**Extract to read**
━━━━━━━━━━━━━━━━━━━━
Ruminations

Blog dedicated primarily to randomly selected news items; comments reflecting personal perceptions

Wednesday, May 23, 2012

 Life-Risky Mountain Climbing

"I sat Yasuko down in Beck's lap," Madsen recalls, "but he was pretty unresponsive by that time, and Yasuko wasn't moving at all.  A little later I saw that she'd laid down flat on her back, with snow blowing into her hood.  Somehow she'd lost a glove - her right hand was bare and her fingers were curled up so tightly you couldn't straighten them.  It looked like they were pretty much frozen to the bone.
"I assumed she was dead", Madsen continues.  "But then a while later she suddenly moved, and it freaked me out; she sort of arched her neck slightly, as if she was trying to sit up, and her right arm came up, then that was it.  Yasuko lay back down and never moved again."  Jon Krakauer: Into Thin Air

A lot of people have died on Mount Everest in the Himalaya.  And on that expedition-crowded day of May 10, 1996 a record number died in one day; it represented the deadliest season in the history of Mount Everest.  Jon Krakauer, an experienced summitteer, wrote of his experiences on that fateful day, up the mountain and within the 'Death Zone' above 25,000 feet where extreme cold and exhaustion, and high winds and oxygen-depletion took its toll.

History has a habit of repeating itself.  There was a 'traffic jam' on that fateful day in May, the most auspicious month for such ascents, and considered to be the optimum climbing season, and a similar situation that revealed itself in May of 2012, sixteen years later.  Five people died on Everest this week.  Weather conditions were atrocious, and people were dreadfully fatigued, coming down off the peak.

A Canadian woman, Shriya Shah-Klorfine, was blown to her death off the mountain by a sudden storm.  South Korean Song Won-Bin, 44 is missing, but the Nepali government assures it it was simply "not possible for him to have survived.  A German national, Dr. Eberhard Schaaf died of altitude sickness - or alternately was swept away by an avalanche, and Chinese national Wangyi Fa was killed by the same high winds that took Ms. Shah-Klorfine, born in Nepal.

"[One man] was basically hallucinating, he took his hat off, his gloves were thrown away and then he kind of reached out and looked at me ... he kind of reached out to me, kind of in a zombie-lake fashion", related U.S. climber Jon Kedrowski to a Colorado Fox News affiliate.  Oxygen deprivation, extreme fatigue, they take their toll.

And everyone is desperately exhausted, so much so that they must concentrate on their own survival.
━━━━━━━━━━━━━━━━━━━━
[Stored data entries]

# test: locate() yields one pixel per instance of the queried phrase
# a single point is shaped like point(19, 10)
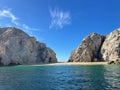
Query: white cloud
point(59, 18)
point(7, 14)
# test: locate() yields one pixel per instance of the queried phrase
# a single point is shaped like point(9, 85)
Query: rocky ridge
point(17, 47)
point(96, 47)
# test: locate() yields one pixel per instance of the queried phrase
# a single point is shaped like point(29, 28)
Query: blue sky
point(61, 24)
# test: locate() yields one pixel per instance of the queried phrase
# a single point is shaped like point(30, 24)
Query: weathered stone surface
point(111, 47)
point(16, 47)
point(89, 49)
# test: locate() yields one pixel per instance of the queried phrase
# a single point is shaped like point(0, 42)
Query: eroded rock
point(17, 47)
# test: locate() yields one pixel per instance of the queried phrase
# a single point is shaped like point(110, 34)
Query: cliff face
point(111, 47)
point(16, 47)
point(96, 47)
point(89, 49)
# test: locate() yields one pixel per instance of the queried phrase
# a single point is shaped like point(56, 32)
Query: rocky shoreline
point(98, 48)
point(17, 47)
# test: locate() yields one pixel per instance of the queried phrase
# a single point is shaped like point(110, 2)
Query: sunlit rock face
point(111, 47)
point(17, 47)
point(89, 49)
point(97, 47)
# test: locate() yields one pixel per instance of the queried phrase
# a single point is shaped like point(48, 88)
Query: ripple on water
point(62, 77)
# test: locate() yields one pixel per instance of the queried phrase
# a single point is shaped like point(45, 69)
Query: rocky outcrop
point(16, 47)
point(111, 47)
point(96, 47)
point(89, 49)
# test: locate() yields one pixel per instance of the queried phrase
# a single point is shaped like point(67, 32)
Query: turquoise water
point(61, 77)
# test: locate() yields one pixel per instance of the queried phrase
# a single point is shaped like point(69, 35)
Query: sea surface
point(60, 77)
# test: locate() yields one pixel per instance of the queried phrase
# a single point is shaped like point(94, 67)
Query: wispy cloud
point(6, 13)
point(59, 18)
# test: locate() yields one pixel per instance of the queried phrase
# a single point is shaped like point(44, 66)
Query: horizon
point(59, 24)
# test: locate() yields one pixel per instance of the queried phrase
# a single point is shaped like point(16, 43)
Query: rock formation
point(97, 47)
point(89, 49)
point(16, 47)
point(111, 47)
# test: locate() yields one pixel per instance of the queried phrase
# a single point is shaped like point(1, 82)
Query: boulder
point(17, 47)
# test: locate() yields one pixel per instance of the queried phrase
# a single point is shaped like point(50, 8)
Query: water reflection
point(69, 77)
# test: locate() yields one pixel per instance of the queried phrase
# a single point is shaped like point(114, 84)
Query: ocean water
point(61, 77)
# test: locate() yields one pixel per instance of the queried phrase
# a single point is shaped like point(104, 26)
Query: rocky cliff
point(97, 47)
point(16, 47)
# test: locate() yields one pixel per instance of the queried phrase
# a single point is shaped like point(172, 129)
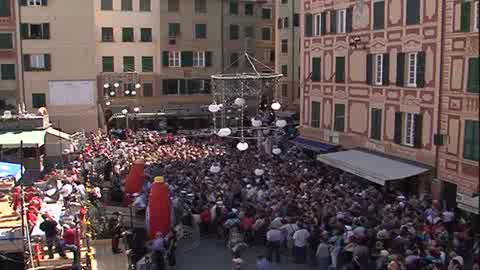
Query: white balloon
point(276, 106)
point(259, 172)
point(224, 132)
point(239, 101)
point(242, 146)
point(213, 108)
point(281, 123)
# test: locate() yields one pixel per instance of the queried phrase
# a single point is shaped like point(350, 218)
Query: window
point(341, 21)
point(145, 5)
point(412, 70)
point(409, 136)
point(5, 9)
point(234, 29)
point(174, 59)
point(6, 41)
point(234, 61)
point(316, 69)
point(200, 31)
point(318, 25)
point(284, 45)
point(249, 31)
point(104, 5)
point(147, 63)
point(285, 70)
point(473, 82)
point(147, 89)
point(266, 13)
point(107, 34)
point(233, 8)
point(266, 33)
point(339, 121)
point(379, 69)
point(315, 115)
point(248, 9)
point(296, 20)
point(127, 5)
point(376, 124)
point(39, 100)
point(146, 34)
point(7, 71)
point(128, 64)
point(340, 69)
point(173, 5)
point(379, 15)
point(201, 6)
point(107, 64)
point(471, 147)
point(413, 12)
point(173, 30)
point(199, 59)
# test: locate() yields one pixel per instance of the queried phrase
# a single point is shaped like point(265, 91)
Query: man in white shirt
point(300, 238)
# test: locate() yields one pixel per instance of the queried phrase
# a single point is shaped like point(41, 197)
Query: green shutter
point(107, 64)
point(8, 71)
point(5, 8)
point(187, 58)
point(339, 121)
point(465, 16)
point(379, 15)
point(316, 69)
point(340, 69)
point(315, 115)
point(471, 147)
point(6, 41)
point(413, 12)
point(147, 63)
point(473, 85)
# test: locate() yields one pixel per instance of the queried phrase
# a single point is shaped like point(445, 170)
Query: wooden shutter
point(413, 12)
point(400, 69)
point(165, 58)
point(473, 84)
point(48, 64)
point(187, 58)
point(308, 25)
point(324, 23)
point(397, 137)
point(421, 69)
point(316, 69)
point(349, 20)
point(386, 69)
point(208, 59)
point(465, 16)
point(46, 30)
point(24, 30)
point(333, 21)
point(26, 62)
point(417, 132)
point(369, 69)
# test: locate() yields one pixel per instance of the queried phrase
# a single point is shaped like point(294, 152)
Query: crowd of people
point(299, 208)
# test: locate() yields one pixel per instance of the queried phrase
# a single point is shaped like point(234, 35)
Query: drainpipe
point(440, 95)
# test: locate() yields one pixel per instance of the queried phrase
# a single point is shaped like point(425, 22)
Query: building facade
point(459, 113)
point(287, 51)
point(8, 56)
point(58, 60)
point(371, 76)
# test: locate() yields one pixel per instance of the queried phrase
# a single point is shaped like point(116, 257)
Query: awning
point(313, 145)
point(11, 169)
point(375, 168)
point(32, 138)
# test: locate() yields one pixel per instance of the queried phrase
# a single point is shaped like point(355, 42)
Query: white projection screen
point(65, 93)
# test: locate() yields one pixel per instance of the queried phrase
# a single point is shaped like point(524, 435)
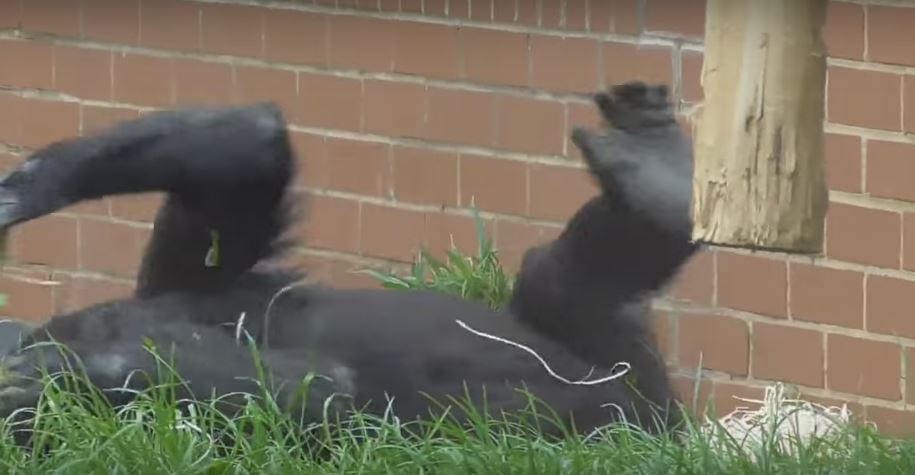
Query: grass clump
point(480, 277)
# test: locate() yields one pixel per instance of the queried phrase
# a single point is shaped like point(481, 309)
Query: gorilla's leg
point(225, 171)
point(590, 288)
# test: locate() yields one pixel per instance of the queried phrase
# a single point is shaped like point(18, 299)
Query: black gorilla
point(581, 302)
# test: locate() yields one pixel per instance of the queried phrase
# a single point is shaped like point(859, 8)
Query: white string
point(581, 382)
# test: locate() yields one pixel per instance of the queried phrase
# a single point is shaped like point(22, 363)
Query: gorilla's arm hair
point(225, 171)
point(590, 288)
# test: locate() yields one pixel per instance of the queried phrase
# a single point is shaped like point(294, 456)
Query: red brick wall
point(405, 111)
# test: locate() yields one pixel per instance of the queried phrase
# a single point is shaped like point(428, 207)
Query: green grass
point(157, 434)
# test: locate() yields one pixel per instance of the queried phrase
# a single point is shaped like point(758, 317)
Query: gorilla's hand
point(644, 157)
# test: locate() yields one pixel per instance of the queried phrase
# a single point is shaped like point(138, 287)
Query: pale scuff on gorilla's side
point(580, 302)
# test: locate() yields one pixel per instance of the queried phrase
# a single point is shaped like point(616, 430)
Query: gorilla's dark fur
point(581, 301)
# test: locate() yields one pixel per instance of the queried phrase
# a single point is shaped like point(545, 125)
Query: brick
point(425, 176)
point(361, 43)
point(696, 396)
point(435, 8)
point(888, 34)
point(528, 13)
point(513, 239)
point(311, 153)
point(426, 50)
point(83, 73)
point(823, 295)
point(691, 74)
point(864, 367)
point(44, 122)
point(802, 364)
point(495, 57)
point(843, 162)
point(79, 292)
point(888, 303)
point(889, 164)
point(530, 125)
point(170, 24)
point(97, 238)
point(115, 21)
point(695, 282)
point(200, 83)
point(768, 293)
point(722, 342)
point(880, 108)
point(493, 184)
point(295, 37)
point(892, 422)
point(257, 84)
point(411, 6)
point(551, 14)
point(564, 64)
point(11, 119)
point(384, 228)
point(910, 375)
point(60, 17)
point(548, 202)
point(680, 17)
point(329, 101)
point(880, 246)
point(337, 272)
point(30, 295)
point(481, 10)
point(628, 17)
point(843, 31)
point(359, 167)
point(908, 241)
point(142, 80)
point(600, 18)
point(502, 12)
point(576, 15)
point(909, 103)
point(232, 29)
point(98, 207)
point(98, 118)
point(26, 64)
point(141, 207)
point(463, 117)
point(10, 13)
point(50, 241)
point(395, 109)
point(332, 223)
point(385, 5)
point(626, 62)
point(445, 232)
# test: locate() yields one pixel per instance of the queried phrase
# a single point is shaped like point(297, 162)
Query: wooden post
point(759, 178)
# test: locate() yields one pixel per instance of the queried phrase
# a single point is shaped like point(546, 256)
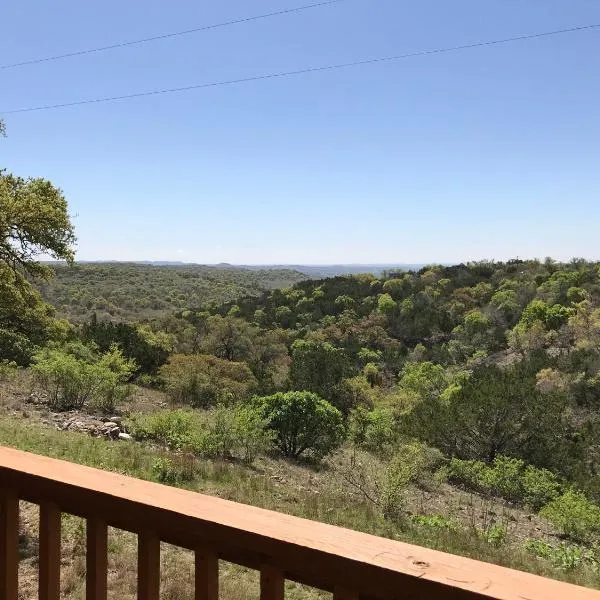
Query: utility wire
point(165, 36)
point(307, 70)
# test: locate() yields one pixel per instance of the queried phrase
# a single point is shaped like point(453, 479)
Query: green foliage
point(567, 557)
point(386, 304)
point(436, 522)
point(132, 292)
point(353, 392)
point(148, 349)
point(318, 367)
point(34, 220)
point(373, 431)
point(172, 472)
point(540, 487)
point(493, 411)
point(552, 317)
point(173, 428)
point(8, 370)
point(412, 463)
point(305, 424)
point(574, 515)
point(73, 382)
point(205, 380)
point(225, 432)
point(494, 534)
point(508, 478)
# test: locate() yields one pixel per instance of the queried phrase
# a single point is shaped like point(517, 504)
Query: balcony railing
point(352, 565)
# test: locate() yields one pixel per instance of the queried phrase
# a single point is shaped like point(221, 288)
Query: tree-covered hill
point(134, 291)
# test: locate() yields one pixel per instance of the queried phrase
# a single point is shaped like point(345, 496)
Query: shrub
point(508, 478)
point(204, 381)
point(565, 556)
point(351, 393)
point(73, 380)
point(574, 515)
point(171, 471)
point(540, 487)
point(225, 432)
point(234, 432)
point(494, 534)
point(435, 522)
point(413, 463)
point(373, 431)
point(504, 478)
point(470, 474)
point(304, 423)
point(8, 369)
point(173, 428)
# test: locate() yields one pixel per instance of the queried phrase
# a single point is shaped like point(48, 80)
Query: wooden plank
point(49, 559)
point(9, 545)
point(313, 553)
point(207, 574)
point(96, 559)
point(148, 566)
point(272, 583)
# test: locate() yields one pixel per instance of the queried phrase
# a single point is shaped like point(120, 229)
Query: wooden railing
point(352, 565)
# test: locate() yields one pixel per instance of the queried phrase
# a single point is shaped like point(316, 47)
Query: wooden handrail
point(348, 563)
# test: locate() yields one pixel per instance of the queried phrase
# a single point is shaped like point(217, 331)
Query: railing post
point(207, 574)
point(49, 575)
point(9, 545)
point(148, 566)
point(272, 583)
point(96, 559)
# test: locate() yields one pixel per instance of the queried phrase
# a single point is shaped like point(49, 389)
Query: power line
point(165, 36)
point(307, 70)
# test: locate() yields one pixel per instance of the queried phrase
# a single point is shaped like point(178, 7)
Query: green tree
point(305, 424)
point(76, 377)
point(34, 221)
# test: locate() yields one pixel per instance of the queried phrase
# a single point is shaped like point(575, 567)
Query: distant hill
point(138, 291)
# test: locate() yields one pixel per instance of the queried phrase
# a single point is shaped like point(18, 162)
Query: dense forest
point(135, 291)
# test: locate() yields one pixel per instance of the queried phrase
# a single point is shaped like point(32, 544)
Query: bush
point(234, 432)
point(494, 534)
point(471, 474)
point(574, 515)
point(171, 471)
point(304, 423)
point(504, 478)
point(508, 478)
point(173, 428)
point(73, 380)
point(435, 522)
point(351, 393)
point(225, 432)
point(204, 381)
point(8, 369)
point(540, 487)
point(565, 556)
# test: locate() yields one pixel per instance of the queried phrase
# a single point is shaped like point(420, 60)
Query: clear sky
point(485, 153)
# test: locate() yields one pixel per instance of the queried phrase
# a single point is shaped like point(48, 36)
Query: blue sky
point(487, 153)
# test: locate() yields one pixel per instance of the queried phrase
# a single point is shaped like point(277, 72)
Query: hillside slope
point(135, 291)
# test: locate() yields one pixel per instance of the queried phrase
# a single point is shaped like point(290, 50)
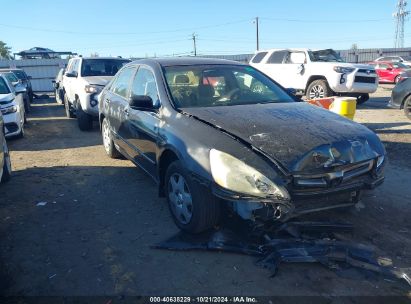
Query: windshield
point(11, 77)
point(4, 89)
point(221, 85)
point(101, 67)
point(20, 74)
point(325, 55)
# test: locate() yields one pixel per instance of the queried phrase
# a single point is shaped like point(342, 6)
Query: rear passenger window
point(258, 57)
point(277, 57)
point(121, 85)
━━━━━━━━━━━━━━━━━━━━
**Required action A**
In the Everest blog post, on what day did a record number of people die on the mountain in a single day?
**Required action B**
Carry on the Everest blog post from its last sentence.

**Answer box A**
May 10, 1996.

**Answer box B**
Ms. Shah-Klorfine, the Nepali-Canadian, 33 years of age, was summitting as an aspirational dream.  "Nothing is impossible in this world, even the word 'impossible' says 'I M POSSIBLE'!", she wrote on her website.  She was among a group of 150 climbers who grasped the opportunity of what looked like good weather ahead, to press on for the summit.

In all, there were over 300 aspirants to the top that day, Saturday, May 19th.  Altitude sickness and extreme cold took their toll at the 8,000-metre level, the "Death Zone".  This year's push to the top was marked by extremely dangerous conditions as well.  A mix of loose snow and slick surfaces as a result of the mountain's warmest spring on record.

This kind of extreme mountain climbing adventure is life-risky.  The British Medical Journal in 2006 put the death rate at one fatality for each ten successfully-concluded climbs.  Those who manage to make it to the peak experience a one-in-twenty chance they won't survive the descent.  Those who die on Everest remain there.  Over 200 dead climbers are visible from various aspects on the trails and mountain slopes.

It is an immense mountain.  With a single passage or trail or pathway in most areas which people must traverse.  With such a crowded group of mountain enthusiasts negotiating the trails, time elapses waiting for the line to thin out as each takes his/her turn at the tricky, difficult passes and climbing areas, negotiating ice and snow and geological irregularities and assistive bridges and ladders.  Waiting is dangerous.

Two Sherpas died on the mountain that day that five foreigners lost their lives.  The Sherpas perished in the service of those who come to the region to challenge their own nature and endurance and that of the mountain.  The Sherpas died in an effort to make a living for themselves and their families.

There is a vital time limit for ascending and descending to minimize danger.  And danger is always present.  Five climbers dead in 2012; eight climbers who died in the blizzard of 1996 that Jon Krakauer wrote of.